EXERCISES:
1: Using the account of the village meeting below, decide whether each statement agrees with it. For each, answer yes or no and quote the deciding words: (a) The notary arrived wearing an orange open-necked shirt and jeans. (b) The appeal asks that the state own the full 100 metres of land from the sea. (c) The mayor came to the aid of the vecinos right away.
2: Write the next part of the account of the village meeting below, picking up after its last sentence.

It was a perfect evening. Granny who was less involved - her Beloved is the vecino, in this case, the householder - sat in the sun with a glass of wine looking out to sea, watching the chefs do their twice daily chore of gutting fish, hungry seagulls in attendence. When she wasn't watching them she watched the people arrive for the meeting; babies in push chairs, old men leaning on walking sticks, young, old, middle-aged in jeans, shorts, t-shirts, weekend gear. Even the notary she saw turned up wearing an orange open-necked shirt and jeans. But for the notary, you might have thought it the opening of the fiesta. But it wasn't. The notary's job was to allow the vecinos to prove their identities one by one, to witness and notarise their signatures on the appeal to the National Assembly in Madrid; the appeal asking -begging - that the Ley de las Costas should not mean that village territory a full 100 metres from the sea is land belonging to the state, to be cleared of buildings. That rather, in this case, the state owns only 20 metres between the village and the shore, thereby leaving the majority of village houses and businesses legally in the hands of the vecinos, their rightful owners - or so you'd think. That is the people who bought the houses, as Beloved did, who built them in some cases, in good faith, all under the eye of, approved by, the local town hall, despite the law first passed in 1988, but till recently left in abeyance.
The local mayor by the way, despite the fact it was his town hall issued the approvals took two months from the issue of the legal notices to come to the aid of the vecinos. Mindful presumably of the fact that there are elections next year, he has now leapt into action - providing his tame lawyer to act for the vecinos for free and to legitimise the appeal to Madrid. All of which has heartened everyone, explaining perhaps some of the air of fiesta round the meeting. As everyone was heartened too by the visit of the Spanish Minister for the Environment last week, who reassured them that noone would ride roughshod over them, that their rights as householders would be attended to.

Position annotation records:
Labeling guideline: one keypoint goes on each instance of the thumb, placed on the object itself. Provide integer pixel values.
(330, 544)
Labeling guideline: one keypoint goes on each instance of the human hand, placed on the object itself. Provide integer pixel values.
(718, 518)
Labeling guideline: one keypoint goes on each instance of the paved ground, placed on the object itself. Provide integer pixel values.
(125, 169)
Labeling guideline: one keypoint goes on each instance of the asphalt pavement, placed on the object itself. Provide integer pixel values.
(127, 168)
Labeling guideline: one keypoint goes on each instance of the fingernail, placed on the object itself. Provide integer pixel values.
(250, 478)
* * *
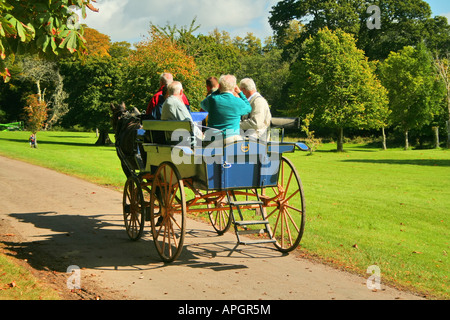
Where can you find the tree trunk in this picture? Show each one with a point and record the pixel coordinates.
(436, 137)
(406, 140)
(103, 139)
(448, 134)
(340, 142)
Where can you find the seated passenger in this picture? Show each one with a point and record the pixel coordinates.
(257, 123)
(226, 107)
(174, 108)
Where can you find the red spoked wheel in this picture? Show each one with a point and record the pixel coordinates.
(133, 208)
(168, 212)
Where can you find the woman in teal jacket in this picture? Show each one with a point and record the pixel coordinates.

EXPECTED OUTPUTS:
1:
(a) Yes: "Even the notary she saw turned up wearing an orange open-necked shirt and jeans."
(b) No: "That rather, in this case, the state owns only 20 metres between the village and the shore"
(c) No: "took two months from the issue of the legal notices to come to the aid of the vecinos."

2:
Granny and Beloved too were somewhat heartened by all this. But not for long. That same evening, they had dinner in the company of a man long on the island with contacts all over it, who played Jonah throughout the meal. He said, for instance, that the environment minister knew nothing about the matter; her reassurances were merely hot air. He handed them, for instance, a leaked document setting out the orders against the vecinos and listing previous appeals on similar grounds to the appeal in this case, each and every one of them rejected; the law is the law, said Mr Jonah. To alter the case here, it would have to be repealed; and it won't be, said Mr Jonah. In the best case there are years of legal wrangling ahead making houses unsaleable, causing many householders - including Beloved - considerable financial problems. In the very worst case - and it's quite likely - the properties are not only owned by the government as of now, and so worth nothing, but, far from offering compensation, the government will very kindly let the ex-owners stay in the property they'd previously thought they owned for up to 30 years, and charge them rent for doing so. No, Granny is not joking. The final resort of course is the European Court of Human Rights. But before then every other line of appeal would have to be exhausted. And it would cost thousands. And none of the people here are rich; far from it.
How come, you might ask, that people were not warned before they bought - or built -houses over the past 18 years? This is the kind of thing that should have come up in searches made by their lawyers. In England, for instance,Beloved could have brought a case for negligence against his lawyer for not finding it out. But not here, said Mr Jonah. Here lawyers stick together. Here lawyers won't act against one another. And that is that.
This village is the first to be jumped on by the Ministry for Costas. But every other coastal village on the island is in the line of fire. Every last one of them is the kind of nice village that the more ?discerning tourists and expats retreat to in relief from the horrors of the three resorts. The resorts of course are safe enough. They can abut their Casinos, their Krazy Golf, their Macdonalds and Burger Kings, their Popeye's Bar, their Irish pubs, their Full English Breakfast/Roasts like Mother Made Them outfits hard up against the beach. The resorts are designated urban, unlike the villages, in rural areas; for them, anything goes. And how it goes. In the same municipality as Beloved's village, for instance, the local resort has doubled in size since Granny arrived here first, five years ago, despite the Cabildo - the island council's -embargo on any new development, despite much of the area's designation as rural. The Mayor's solution to that? Re-classify the land. Away from the coast itself, he can get away with murder, ignoring protests from the Cabildo; undoing what's done is much too difficult. He lines his pockets of course in the process; that's what mayors on this island do. (Which is another story.)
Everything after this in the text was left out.